------ Information given ------
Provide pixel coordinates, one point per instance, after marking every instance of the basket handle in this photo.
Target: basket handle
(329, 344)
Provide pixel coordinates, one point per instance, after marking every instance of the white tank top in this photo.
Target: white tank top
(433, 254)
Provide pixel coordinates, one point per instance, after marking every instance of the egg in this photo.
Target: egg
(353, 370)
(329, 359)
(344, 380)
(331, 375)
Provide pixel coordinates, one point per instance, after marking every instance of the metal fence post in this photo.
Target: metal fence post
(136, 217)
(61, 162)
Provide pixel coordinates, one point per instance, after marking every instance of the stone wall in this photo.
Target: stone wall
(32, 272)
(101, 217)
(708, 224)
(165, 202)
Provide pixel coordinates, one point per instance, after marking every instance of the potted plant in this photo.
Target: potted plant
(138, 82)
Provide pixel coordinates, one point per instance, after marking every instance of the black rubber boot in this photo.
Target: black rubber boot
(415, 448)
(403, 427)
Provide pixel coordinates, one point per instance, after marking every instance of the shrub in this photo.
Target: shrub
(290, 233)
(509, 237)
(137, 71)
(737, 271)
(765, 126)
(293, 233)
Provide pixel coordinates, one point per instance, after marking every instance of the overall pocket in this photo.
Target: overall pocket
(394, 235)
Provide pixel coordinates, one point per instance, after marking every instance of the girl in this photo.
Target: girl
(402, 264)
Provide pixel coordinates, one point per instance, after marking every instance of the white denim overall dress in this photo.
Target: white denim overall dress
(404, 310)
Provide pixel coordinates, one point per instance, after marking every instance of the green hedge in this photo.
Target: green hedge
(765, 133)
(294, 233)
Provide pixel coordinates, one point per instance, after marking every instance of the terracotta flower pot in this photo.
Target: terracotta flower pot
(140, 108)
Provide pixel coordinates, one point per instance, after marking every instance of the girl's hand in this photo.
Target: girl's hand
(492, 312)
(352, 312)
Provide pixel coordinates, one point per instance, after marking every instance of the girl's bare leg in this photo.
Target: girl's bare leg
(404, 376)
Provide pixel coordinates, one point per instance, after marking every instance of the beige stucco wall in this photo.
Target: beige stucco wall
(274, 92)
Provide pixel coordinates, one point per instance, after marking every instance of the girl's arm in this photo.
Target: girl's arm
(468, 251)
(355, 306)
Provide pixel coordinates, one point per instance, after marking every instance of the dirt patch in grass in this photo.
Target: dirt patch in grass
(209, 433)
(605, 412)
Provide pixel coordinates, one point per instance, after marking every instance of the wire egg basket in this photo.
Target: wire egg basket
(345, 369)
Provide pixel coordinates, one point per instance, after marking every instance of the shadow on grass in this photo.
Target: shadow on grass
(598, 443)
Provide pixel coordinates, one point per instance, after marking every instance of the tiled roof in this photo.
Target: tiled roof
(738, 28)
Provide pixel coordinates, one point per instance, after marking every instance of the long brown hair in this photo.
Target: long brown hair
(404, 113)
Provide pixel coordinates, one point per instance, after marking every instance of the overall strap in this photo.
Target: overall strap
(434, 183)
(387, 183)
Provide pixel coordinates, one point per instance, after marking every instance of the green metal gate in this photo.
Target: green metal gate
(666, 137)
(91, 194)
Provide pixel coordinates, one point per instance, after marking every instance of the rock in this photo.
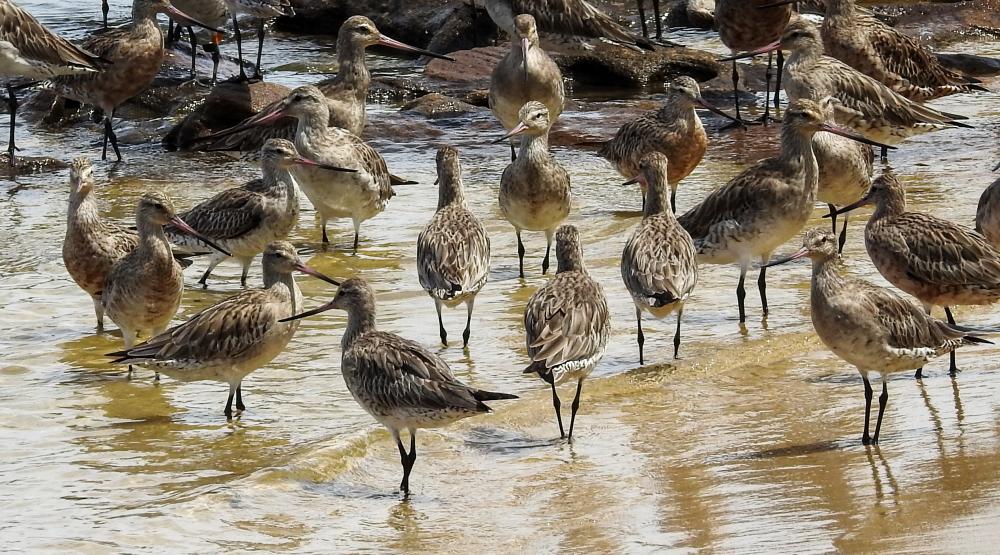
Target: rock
(437, 106)
(228, 104)
(612, 65)
(970, 64)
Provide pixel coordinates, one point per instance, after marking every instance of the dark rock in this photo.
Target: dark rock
(436, 106)
(228, 104)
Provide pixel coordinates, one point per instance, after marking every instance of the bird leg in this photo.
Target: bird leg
(777, 86)
(443, 332)
(406, 459)
(239, 49)
(865, 438)
(109, 134)
(843, 236)
(520, 254)
(882, 400)
(762, 287)
(642, 17)
(257, 75)
(468, 322)
(741, 293)
(677, 334)
(575, 407)
(239, 398)
(555, 402)
(659, 23)
(12, 107)
(639, 337)
(953, 368)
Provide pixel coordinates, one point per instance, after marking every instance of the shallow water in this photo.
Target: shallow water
(749, 442)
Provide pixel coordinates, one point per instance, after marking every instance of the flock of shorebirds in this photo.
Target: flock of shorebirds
(852, 84)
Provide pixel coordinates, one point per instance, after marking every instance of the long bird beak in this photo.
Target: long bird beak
(708, 106)
(307, 162)
(182, 225)
(798, 254)
(867, 199)
(762, 50)
(837, 130)
(306, 314)
(314, 273)
(776, 4)
(186, 20)
(521, 127)
(393, 43)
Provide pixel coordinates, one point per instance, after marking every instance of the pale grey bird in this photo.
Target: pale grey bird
(402, 384)
(29, 49)
(526, 73)
(658, 264)
(535, 190)
(245, 220)
(767, 204)
(231, 339)
(453, 250)
(938, 262)
(873, 328)
(566, 324)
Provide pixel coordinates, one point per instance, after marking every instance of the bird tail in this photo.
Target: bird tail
(481, 395)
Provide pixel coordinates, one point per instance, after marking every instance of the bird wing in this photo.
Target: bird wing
(743, 195)
(566, 320)
(221, 332)
(228, 215)
(939, 251)
(453, 253)
(401, 373)
(576, 17)
(860, 95)
(662, 262)
(35, 41)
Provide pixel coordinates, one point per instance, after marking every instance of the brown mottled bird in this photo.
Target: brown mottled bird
(402, 384)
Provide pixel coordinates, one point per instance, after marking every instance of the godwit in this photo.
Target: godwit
(93, 245)
(399, 382)
(231, 339)
(871, 327)
(566, 324)
(29, 49)
(988, 214)
(245, 220)
(938, 262)
(658, 264)
(860, 40)
(744, 25)
(135, 52)
(212, 12)
(526, 73)
(863, 104)
(534, 188)
(674, 130)
(346, 93)
(574, 19)
(143, 289)
(361, 195)
(845, 170)
(262, 11)
(453, 251)
(767, 204)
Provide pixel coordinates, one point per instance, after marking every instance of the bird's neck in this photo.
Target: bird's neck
(352, 75)
(797, 155)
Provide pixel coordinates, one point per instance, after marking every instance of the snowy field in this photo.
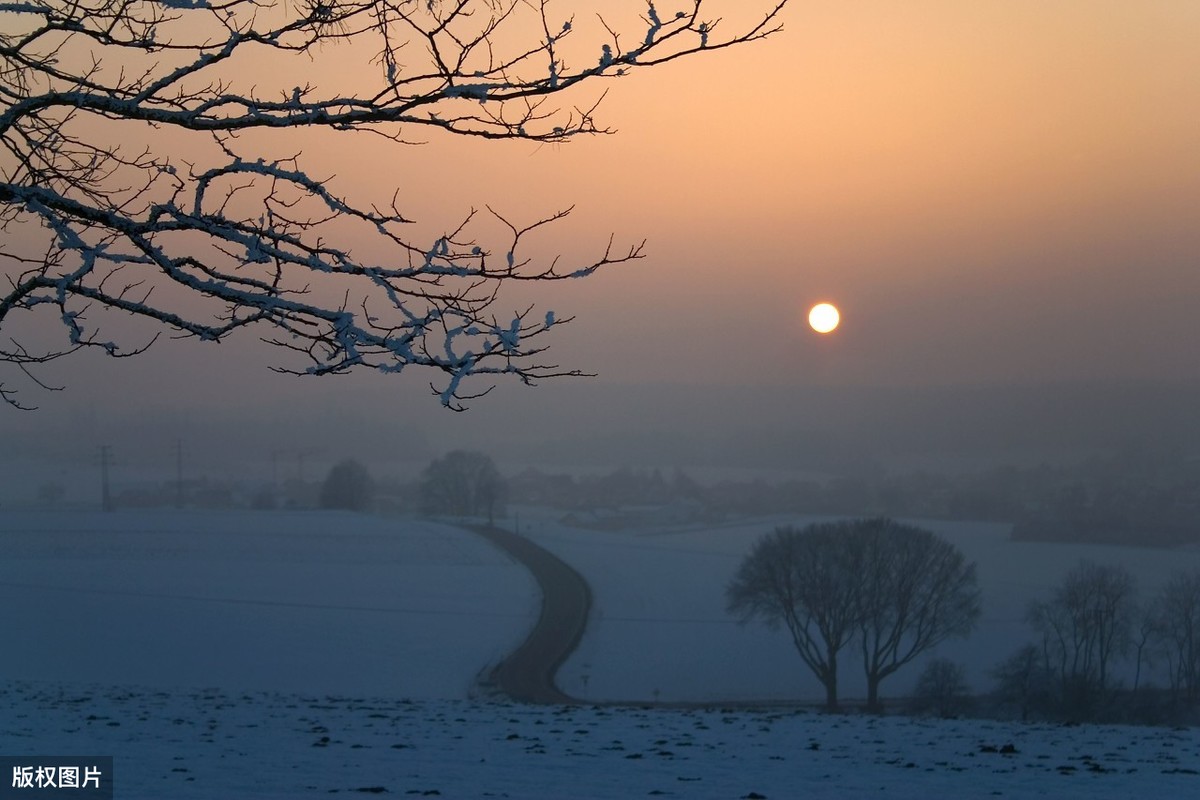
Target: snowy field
(229, 745)
(659, 629)
(273, 601)
(280, 655)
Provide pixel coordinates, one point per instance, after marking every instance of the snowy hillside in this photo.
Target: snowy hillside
(282, 655)
(232, 745)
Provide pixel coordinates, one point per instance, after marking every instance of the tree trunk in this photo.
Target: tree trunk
(831, 683)
(873, 695)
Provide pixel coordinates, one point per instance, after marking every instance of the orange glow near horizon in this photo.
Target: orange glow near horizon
(823, 318)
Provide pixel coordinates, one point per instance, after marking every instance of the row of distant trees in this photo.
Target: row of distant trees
(894, 589)
(892, 593)
(1091, 627)
(460, 483)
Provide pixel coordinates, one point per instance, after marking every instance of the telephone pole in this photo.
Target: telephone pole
(106, 494)
(179, 473)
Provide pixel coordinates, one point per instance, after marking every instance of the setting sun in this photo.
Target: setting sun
(823, 317)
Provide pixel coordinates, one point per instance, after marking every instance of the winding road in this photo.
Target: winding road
(528, 674)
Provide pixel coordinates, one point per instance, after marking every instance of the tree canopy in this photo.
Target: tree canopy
(144, 169)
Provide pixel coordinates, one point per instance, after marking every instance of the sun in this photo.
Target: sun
(823, 317)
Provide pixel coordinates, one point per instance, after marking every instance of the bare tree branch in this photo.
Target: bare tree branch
(100, 98)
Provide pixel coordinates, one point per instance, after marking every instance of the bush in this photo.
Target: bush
(348, 487)
(941, 689)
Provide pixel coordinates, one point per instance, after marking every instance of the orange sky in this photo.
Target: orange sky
(991, 191)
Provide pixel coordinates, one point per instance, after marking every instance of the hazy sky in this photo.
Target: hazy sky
(994, 192)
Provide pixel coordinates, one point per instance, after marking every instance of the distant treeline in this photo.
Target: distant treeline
(1133, 498)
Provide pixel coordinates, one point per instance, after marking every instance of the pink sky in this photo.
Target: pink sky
(991, 192)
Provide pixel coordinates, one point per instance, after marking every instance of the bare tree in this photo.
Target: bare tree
(1024, 680)
(348, 486)
(941, 689)
(899, 589)
(145, 169)
(463, 483)
(1084, 626)
(1179, 626)
(809, 581)
(918, 590)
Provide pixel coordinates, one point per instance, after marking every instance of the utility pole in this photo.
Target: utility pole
(106, 495)
(179, 473)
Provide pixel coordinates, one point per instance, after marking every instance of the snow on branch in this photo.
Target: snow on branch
(234, 235)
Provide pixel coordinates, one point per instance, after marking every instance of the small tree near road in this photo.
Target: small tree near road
(348, 487)
(899, 590)
(463, 483)
(807, 581)
(941, 689)
(1085, 624)
(151, 166)
(918, 590)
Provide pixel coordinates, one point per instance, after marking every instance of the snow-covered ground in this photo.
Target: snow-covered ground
(282, 601)
(659, 629)
(214, 744)
(280, 655)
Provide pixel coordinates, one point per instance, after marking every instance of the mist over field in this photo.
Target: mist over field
(474, 451)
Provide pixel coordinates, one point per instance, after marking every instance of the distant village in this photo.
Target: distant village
(1132, 498)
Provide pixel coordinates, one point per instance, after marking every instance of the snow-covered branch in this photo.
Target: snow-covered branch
(93, 220)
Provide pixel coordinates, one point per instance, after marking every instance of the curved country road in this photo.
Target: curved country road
(528, 673)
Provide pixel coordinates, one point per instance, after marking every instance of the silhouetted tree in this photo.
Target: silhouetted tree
(1179, 626)
(808, 581)
(348, 486)
(1024, 681)
(463, 483)
(1084, 626)
(147, 168)
(899, 589)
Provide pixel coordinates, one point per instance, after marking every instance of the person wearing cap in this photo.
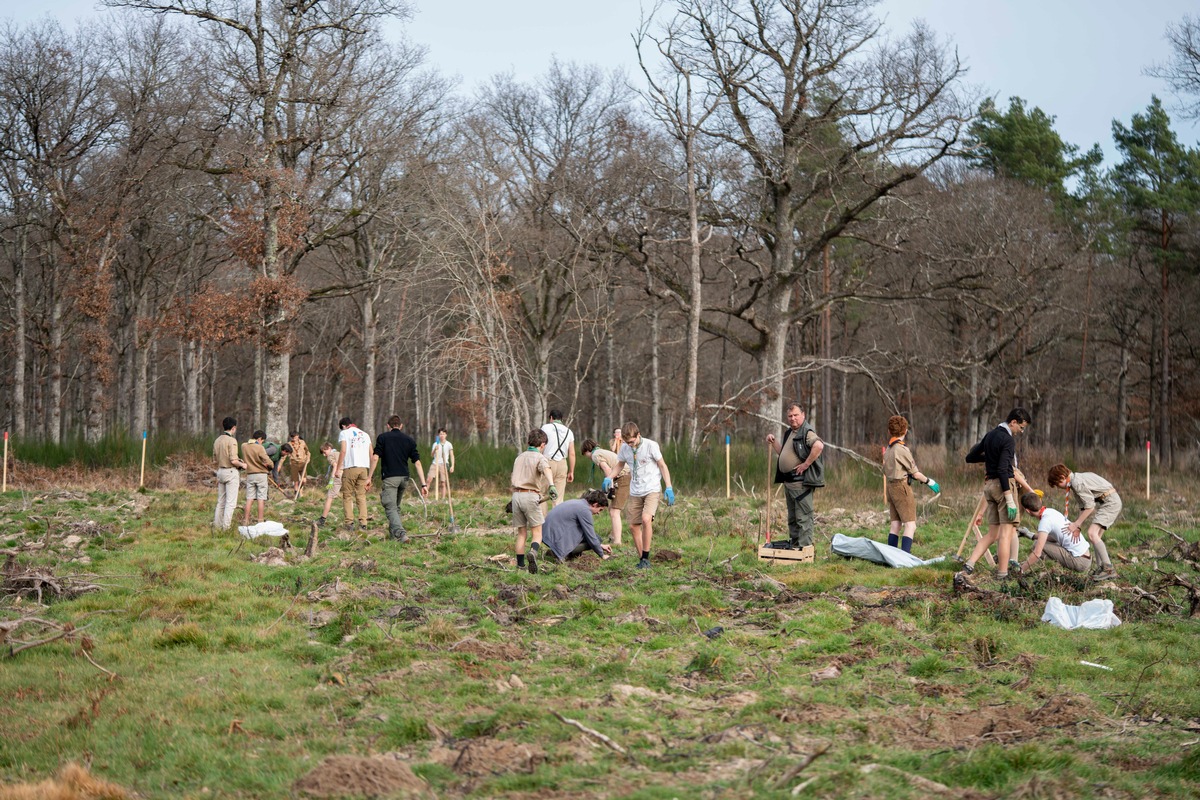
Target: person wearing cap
(1098, 503)
(1054, 539)
(353, 462)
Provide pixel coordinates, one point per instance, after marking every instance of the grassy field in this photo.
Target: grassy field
(192, 671)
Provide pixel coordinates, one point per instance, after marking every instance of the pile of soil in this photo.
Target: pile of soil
(72, 783)
(341, 776)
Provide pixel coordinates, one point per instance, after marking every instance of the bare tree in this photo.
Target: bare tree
(828, 118)
(289, 68)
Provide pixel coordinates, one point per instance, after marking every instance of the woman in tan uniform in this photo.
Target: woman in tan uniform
(607, 461)
(298, 462)
(899, 469)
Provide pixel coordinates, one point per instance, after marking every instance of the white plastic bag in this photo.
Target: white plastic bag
(263, 529)
(1095, 614)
------
Can you rewrite every line, both ends included, starting at the line containing "uniform in this photo." and ending at the last line of the items, with 12 added to each coordinate?

== The reply ==
Provide pixel coordinates, one point per instance, after marking every instance of the woman in tan uniform in this photo.
Target: woman in tan uniform
(619, 473)
(310, 474)
(911, 481)
Provide pixel coordinates, one point per instance, after marking every instance of the white plastic bag in this photo.
Target: white plastic bag
(275, 541)
(1107, 626)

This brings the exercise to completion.